======== SELECTED EXTRACT ========
Dr. Targe sees parallels between Dhat syndrome in India and the larger, online NoFap movement, which advocates abstaining from masturbation to achieve a happier and well-adjusted life. Both, he says, stem from misconceptions arising out of stigma related to masturbation and other sexual activity, which then breed myths around what abstinence can accomplish. “But [the Dhat syndrome] is purely psychological in nature,” Dr. Targe says, adding that the men who come to him exhibiting symptoms have no confidence in approaching sexual partners and suffer from premature ejaculation or erectile dysfunction. “If [you’re] already burdened with feelings of guilt or doubt, then [you’re] not thinking about pleasure during the act of sex. [You’re] going to have these problems.”
When it comes to sexuality, sex, and gender roles in Indian society, we’re well aware of what a broken (or mostly absent) sex education system does to women, their agency, and their safety. But Dhat syndrome is one of the few psycho-somatic disorders that shed light upon how taboos on sex and undue glorification of gender roles can also affect men in dangerous ways.
========
**PROBLEM SET**:
a – Please mark each statement (i), (ii), (iii) yes or no according to the passage on Dhat syndrome, and quote the words from it that decide each one. (i) Dr. Targe calls Dhat syndrome purely psychological. (ii) The NoFap movement advocates abstaining from masturbation to achieve a happier and well-adjusted life. (iii) The men who come to Dr. Targe with symptoms are confident in approaching sexual partners.
b – Go on with the passage on Dhat syndrome, starting after its final sentence.
======== INFORMATION SHOWN ========
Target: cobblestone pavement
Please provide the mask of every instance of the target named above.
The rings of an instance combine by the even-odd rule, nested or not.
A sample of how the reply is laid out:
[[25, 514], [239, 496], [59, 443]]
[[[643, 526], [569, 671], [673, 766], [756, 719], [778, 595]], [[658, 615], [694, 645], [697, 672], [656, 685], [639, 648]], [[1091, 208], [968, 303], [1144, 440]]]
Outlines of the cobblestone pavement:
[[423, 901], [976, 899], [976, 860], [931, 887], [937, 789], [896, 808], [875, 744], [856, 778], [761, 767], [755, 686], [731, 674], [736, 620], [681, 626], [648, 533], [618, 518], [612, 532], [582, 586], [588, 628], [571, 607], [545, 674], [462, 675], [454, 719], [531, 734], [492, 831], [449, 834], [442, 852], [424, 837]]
========
======== INFORMATION SHOWN ========
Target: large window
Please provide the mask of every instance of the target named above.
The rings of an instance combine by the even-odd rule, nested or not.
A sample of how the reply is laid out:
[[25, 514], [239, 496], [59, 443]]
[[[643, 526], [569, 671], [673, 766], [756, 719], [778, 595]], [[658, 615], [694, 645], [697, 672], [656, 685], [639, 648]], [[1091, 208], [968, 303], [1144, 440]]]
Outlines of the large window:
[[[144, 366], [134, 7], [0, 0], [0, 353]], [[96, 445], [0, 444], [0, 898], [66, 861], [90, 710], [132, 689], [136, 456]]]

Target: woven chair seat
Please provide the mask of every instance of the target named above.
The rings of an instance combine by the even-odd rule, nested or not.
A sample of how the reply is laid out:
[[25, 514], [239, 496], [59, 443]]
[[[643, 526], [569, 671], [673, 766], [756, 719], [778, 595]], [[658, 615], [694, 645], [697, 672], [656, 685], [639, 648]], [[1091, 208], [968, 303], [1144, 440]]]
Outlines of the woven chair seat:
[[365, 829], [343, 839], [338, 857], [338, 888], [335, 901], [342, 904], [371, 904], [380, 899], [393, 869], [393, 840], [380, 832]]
========
======== INFORMATION SHOWN ========
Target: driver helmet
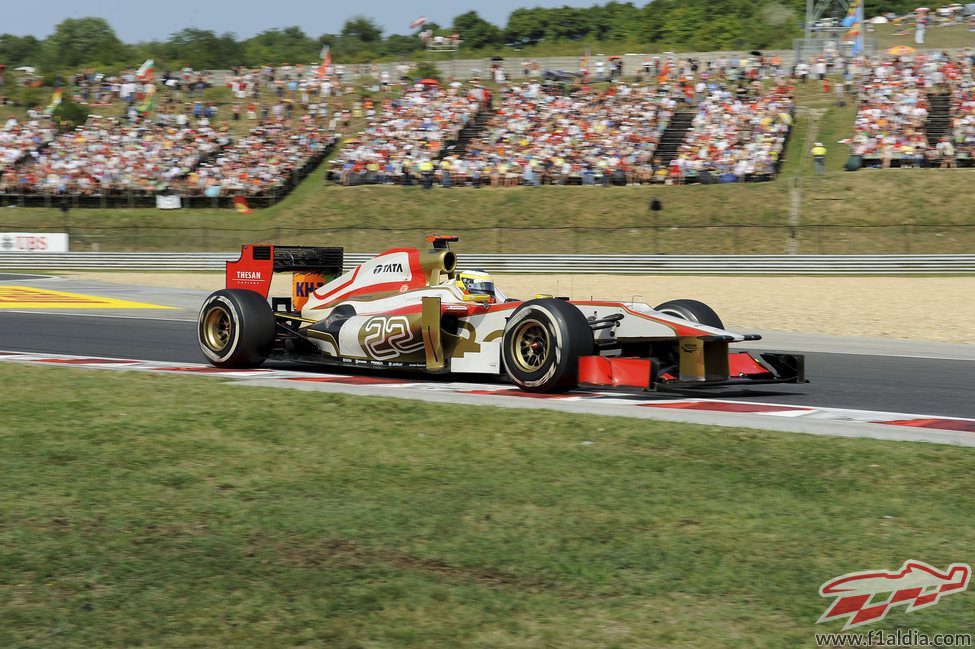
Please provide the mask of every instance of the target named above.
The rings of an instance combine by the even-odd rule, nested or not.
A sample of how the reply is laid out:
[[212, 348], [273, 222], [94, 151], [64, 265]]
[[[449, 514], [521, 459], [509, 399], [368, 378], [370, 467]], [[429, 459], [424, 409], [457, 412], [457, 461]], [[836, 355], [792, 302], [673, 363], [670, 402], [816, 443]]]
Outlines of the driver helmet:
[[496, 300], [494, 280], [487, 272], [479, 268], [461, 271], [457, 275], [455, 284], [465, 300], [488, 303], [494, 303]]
========
**EXERCISE RESULTS**:
a –
(i) Yes: "[the Dhat syndrome] is purely psychological in nature"
(ii) Yes: "advocates abstaining from masturbation to achieve a happier and well-adjusted life"
(iii) No: "have no confidence in approaching sexual partners"

b –
In a patriarchal society such as India’s, the undue focus on virility as a sign of masculinity dissuades men from speaking up about their mental health, which can exacerbate symptoms of Dhat syndrome when left untreated. In order to encourage open discussions about sex — not just to ensure people’s safety, but also to bust toxic myths about masculinity — a larger socio-cultural shift is required, one that asks what it means to be a man, and tries to disassociate the answer from the ability to make sperm.